[Object position labeling rows]

--------------------

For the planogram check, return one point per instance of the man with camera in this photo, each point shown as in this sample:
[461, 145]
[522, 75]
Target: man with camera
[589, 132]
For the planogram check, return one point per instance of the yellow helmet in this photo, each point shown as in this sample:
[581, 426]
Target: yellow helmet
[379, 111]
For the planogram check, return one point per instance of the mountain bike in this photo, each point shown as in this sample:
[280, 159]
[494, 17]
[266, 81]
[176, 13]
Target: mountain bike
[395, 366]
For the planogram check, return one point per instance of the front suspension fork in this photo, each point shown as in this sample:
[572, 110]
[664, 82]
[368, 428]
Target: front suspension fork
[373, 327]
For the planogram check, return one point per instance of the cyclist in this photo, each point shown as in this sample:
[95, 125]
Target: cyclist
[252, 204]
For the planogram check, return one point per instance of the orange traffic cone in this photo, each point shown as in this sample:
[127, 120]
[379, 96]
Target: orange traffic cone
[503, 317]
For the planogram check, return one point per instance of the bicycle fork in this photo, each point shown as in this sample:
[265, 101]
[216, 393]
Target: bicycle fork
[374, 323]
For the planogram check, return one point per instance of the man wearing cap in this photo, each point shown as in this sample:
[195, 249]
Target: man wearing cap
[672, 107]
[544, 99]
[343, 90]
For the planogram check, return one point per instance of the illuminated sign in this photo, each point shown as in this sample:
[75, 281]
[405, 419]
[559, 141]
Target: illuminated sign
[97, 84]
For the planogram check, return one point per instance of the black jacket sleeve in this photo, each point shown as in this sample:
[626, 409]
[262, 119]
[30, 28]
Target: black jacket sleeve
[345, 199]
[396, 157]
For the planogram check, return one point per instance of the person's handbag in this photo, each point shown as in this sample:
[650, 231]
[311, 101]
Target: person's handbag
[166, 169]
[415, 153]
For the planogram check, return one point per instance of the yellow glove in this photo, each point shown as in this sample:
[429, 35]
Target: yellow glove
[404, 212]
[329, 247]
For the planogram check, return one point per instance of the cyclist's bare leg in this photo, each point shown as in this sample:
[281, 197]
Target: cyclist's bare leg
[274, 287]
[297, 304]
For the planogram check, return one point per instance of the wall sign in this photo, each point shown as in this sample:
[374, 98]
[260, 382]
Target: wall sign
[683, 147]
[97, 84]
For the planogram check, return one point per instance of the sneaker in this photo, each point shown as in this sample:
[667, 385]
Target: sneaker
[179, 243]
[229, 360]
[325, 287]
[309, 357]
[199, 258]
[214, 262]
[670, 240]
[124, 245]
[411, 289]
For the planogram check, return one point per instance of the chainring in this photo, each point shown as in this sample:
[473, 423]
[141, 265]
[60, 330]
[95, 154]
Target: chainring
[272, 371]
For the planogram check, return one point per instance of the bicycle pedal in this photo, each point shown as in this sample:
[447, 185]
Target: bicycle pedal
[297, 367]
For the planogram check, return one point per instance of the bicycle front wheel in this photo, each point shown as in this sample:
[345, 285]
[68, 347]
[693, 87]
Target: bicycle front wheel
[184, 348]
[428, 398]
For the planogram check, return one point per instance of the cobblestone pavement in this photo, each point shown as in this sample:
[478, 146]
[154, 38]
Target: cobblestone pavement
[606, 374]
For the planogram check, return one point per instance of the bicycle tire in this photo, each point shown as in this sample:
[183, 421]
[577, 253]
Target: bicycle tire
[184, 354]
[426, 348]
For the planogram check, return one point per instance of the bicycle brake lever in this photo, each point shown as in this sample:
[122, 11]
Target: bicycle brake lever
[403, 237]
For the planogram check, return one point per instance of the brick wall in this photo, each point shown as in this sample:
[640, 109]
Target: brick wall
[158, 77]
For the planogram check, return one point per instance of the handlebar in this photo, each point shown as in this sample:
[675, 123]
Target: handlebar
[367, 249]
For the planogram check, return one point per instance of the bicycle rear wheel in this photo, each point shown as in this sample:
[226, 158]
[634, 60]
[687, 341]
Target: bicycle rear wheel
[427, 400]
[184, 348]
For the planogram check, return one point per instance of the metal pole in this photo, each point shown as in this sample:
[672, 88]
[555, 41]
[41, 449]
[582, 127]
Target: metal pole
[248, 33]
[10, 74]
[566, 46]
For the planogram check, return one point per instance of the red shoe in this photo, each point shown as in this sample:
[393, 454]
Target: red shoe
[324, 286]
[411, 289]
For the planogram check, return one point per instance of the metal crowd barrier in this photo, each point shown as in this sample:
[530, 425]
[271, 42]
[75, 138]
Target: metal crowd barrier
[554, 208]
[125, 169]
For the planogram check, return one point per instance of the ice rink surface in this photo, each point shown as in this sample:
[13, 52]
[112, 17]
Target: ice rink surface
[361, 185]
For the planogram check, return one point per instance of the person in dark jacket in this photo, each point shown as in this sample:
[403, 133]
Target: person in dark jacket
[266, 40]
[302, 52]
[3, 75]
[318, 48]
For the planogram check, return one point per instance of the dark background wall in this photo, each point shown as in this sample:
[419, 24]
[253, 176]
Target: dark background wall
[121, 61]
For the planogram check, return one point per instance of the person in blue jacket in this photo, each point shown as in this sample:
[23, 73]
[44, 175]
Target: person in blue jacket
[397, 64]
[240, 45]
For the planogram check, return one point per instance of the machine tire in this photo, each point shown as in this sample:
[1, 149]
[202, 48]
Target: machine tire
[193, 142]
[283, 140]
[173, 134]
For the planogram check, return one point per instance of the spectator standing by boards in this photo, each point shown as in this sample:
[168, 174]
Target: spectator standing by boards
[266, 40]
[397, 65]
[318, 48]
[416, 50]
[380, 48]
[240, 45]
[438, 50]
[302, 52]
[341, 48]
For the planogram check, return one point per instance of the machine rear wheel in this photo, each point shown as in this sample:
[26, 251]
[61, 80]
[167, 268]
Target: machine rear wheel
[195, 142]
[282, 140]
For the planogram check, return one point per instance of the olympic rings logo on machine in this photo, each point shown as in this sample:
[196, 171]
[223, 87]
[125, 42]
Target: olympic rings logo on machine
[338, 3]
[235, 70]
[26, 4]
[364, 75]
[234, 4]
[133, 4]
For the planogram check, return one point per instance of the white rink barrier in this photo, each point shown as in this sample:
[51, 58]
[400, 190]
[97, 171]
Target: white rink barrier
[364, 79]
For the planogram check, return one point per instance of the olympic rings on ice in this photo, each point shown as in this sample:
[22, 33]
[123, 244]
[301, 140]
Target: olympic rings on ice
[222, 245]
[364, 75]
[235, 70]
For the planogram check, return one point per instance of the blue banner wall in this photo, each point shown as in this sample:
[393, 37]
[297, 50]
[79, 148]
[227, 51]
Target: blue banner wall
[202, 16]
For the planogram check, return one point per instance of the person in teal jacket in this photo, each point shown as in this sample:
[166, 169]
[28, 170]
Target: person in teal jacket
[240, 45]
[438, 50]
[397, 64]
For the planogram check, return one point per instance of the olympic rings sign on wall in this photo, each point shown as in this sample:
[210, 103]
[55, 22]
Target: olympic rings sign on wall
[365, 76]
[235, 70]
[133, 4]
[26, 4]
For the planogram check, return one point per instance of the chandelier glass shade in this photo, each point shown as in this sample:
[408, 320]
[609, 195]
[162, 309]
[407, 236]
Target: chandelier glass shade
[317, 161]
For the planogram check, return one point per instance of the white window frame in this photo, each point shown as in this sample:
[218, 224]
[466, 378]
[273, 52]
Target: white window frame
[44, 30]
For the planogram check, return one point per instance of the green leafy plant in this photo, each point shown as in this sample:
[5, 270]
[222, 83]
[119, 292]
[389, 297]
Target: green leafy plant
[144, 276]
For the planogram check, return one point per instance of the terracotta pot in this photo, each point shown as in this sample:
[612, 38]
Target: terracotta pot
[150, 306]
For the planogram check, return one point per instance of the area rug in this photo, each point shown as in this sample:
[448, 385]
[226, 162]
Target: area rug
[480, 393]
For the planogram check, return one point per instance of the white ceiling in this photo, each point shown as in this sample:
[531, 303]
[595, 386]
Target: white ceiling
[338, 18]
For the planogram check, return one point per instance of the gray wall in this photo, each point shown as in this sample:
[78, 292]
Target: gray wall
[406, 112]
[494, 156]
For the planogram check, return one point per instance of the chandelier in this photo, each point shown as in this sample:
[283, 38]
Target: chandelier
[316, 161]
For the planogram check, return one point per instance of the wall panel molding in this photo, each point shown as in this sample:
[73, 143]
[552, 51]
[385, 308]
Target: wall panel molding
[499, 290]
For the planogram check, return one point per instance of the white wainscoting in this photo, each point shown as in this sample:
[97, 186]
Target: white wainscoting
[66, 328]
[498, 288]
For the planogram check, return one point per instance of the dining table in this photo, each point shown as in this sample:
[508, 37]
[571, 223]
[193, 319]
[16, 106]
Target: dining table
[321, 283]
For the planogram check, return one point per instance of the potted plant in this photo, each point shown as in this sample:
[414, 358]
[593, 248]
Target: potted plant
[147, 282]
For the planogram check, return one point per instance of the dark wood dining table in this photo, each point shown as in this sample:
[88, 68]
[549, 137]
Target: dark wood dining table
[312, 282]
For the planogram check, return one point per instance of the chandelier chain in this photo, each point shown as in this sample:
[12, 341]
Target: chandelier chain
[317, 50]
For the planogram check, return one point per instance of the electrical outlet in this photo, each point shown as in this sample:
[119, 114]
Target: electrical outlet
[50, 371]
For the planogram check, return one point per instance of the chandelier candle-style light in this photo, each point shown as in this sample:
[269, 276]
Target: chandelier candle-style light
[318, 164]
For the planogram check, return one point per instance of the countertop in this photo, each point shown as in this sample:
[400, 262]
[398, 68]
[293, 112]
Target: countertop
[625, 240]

--------------------

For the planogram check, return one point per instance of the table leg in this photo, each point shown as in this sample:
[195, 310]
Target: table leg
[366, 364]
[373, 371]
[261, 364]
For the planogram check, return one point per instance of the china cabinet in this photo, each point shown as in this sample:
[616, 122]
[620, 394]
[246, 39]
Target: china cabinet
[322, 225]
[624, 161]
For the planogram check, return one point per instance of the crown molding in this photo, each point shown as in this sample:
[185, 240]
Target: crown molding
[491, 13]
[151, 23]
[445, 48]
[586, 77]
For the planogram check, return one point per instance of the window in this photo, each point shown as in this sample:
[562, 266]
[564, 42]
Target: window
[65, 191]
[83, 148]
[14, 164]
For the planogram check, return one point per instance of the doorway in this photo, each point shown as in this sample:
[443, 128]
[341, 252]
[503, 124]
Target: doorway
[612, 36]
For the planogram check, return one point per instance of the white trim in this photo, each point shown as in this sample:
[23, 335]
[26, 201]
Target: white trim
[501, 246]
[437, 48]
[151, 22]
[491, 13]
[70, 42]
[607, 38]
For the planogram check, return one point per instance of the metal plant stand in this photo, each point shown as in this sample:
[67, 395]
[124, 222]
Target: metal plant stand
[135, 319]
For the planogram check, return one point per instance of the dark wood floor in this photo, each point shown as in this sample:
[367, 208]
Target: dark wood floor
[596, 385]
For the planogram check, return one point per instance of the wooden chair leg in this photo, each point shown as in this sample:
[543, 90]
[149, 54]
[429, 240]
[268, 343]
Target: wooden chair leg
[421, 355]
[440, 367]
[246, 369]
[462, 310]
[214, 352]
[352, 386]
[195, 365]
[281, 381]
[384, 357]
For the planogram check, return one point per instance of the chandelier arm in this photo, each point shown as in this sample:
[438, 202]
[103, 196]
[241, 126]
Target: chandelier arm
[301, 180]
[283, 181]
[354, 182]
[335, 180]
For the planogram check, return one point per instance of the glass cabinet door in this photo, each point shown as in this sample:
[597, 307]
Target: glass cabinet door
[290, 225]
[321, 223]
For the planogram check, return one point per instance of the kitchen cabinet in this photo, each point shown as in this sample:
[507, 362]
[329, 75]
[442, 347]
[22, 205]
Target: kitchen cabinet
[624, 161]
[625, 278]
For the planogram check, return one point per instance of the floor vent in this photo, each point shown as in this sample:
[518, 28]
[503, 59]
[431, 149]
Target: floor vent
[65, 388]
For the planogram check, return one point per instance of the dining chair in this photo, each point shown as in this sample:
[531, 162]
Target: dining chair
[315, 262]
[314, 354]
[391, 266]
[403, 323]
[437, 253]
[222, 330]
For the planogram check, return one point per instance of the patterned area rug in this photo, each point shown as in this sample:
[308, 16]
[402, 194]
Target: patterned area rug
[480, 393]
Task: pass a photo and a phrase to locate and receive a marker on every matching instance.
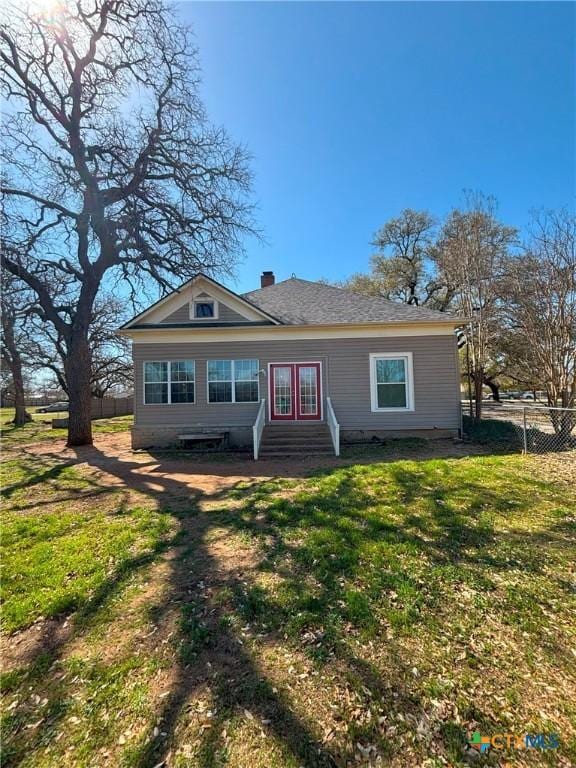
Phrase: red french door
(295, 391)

--------------------

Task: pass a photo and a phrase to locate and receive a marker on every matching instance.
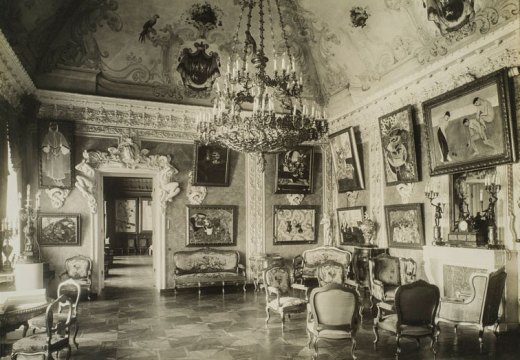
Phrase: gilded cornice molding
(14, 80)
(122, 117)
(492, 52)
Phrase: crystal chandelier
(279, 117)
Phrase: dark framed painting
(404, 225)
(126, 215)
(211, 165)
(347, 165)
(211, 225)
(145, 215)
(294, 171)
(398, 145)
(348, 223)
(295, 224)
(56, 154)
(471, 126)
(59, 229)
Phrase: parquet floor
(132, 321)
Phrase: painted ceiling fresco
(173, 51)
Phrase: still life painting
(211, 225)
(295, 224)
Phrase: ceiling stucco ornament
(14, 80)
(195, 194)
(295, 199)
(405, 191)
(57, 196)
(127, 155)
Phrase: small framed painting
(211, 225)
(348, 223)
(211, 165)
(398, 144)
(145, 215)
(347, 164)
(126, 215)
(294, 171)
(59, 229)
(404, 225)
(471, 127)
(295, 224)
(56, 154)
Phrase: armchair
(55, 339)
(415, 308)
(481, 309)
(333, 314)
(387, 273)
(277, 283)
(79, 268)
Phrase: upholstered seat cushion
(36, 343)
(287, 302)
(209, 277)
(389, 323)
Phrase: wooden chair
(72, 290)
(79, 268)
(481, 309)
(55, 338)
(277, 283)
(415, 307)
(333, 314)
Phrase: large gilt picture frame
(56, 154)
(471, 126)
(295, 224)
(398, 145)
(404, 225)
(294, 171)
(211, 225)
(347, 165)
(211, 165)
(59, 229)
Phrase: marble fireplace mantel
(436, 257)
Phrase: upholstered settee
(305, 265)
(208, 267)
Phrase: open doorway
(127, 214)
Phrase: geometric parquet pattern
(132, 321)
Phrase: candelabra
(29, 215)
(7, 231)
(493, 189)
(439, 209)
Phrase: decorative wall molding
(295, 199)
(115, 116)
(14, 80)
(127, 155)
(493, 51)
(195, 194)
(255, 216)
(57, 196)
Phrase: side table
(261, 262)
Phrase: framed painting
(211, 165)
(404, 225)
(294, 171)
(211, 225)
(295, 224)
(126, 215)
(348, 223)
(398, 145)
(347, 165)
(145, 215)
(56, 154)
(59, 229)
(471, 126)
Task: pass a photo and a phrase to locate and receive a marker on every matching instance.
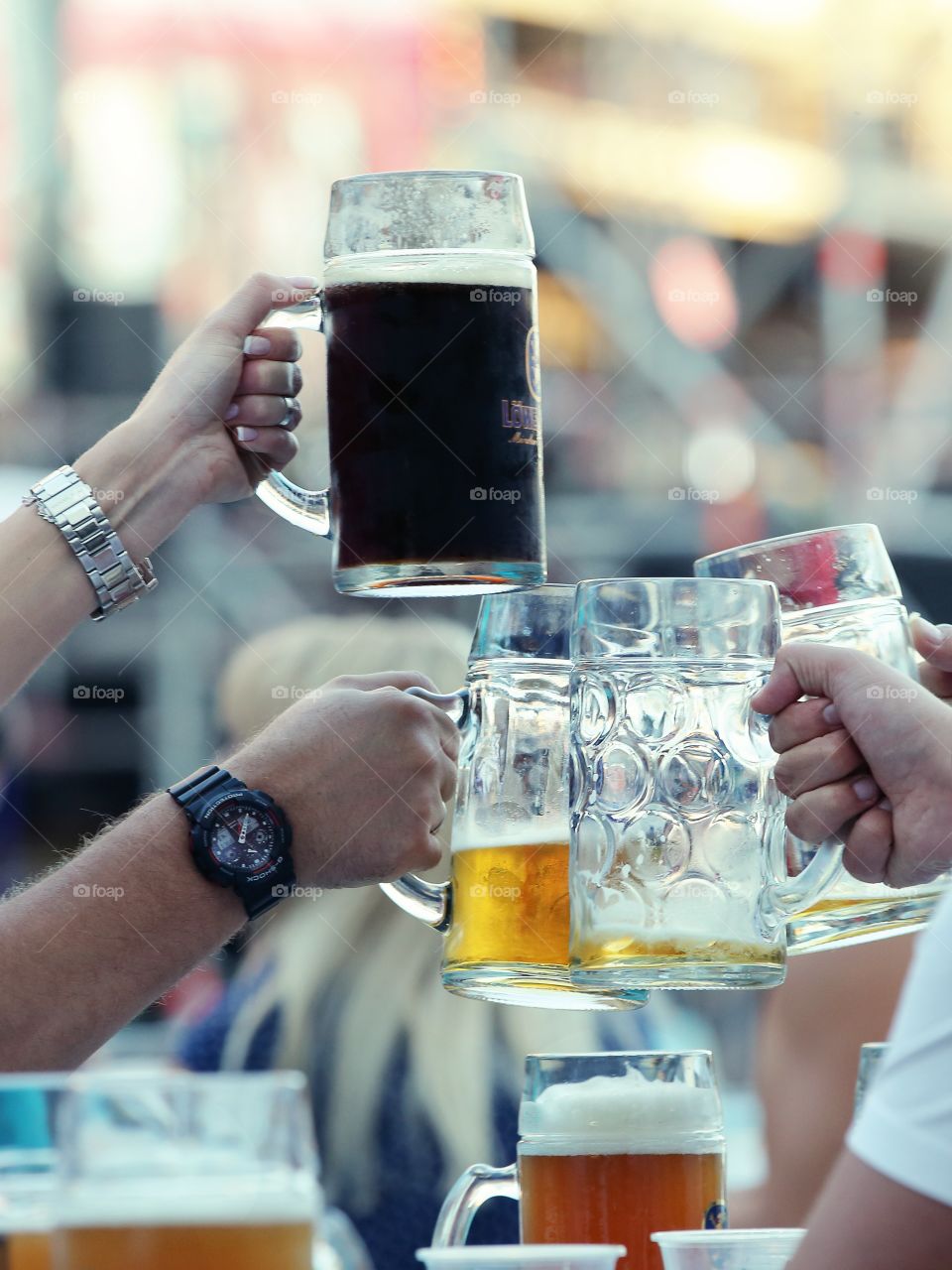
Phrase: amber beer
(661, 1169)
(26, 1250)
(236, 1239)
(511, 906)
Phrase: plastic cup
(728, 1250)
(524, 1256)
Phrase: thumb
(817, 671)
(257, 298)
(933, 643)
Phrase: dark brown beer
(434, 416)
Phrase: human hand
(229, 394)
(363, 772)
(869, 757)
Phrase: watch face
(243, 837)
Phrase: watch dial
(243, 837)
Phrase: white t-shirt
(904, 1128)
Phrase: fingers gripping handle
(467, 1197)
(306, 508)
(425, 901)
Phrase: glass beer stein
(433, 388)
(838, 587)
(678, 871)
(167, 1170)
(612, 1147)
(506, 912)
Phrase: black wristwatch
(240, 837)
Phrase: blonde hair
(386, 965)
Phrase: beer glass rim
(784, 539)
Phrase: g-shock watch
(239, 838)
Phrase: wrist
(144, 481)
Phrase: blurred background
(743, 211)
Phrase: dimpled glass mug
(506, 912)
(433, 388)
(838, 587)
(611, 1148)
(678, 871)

--------------------

▶ **WHAT NEEDS TO BE DONE**: List every line of the rows above that contains the string "vent".

▶ **SOLUTION TO THIS EXERCISE**:
For the planogram check, return one point per instance of the floor vent in this photo, each point shown as in this sample:
Target: floor vent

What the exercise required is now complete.